**Excerpt provided**
Friday, August 19, 2011
'STRONG AND DEPENDABLE'
It's been a while since I've been here... I haven't been watching lots of films these days, although I do manage to squeeze a few in here and there - recent viewings include 'Caravan', 'Chalo Dilli' and 'Break Ke Baad'; there's been so much other stuff going on.
I was so saddened by Shammi Kapoor's recent passing, and reading the warm, heartfelt tributes to him brought tears to my eyes. I have grown to like him and his work very much in the past couple of years, thanks in large part to reading Memsaab's blog. I've discovered that in his performances, he was able to portray joy, wonder, romance, deep emotion... all those things that make up cinematic magic, so very beautifully. I've also learnt a lot about the full, adventurous life he lived - the mischief he got up to, the people he loved and worked with, and his passion for what he did. I have only seen a handful of his movies, and now I'm looking forward to seeing a lot more. I've also been watching his lovely Youtube videos, which I would highly recommend... they are just so full of his charm and warmth. They sure don't make 'em like that anymore... truly a legend. I will definitely be doing some more posts about Shammi in the coming months.

**Provided data**
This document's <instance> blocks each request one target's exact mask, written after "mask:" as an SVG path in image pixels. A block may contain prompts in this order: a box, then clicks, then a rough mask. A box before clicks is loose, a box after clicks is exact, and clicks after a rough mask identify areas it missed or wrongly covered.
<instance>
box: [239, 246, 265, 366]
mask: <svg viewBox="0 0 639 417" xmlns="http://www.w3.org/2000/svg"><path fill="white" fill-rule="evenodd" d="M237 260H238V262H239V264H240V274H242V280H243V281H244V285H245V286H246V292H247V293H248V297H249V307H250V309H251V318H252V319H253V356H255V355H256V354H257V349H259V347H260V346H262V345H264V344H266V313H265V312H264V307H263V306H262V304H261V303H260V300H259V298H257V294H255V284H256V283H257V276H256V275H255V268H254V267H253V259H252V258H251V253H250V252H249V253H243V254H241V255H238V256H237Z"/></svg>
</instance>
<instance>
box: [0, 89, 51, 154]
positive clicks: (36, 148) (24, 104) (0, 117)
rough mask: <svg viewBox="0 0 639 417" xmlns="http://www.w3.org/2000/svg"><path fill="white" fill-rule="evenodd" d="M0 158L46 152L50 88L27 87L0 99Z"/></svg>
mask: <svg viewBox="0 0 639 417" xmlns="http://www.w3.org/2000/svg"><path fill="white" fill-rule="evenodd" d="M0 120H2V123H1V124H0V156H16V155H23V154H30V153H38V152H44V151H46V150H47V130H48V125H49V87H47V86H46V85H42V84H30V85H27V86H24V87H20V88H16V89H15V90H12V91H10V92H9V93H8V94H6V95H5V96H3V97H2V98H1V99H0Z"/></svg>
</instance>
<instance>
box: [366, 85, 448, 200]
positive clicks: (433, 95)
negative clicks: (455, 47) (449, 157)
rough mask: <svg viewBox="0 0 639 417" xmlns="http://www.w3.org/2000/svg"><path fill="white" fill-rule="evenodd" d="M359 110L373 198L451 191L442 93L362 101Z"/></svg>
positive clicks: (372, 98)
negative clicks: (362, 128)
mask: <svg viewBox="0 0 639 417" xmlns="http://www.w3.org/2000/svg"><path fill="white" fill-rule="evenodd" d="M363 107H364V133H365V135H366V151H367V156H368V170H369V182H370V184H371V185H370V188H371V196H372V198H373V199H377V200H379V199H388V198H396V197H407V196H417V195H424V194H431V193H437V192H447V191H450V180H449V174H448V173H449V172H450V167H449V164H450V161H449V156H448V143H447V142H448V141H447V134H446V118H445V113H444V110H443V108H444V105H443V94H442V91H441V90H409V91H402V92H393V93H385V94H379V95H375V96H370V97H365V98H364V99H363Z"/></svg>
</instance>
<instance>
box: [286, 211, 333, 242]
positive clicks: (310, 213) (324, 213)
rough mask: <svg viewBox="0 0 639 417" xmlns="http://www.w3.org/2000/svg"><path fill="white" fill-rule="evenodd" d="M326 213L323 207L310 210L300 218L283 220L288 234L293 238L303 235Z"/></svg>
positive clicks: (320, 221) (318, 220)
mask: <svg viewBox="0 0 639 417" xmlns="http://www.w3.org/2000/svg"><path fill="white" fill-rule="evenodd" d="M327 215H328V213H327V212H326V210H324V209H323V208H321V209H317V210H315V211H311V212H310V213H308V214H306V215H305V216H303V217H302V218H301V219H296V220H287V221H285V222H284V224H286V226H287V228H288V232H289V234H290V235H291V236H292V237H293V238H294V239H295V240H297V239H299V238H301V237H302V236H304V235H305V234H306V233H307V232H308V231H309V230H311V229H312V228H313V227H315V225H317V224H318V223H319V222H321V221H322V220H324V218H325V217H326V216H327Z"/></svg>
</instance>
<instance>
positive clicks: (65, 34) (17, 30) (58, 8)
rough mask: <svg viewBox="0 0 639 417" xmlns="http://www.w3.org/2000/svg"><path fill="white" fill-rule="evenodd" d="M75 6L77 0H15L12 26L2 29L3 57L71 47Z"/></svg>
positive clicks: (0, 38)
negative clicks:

**Your task**
According to the blog post, what largely helped the writer come to like Shammi Kapoor and his work?

**Answer below**
Reading Memsaab's blog.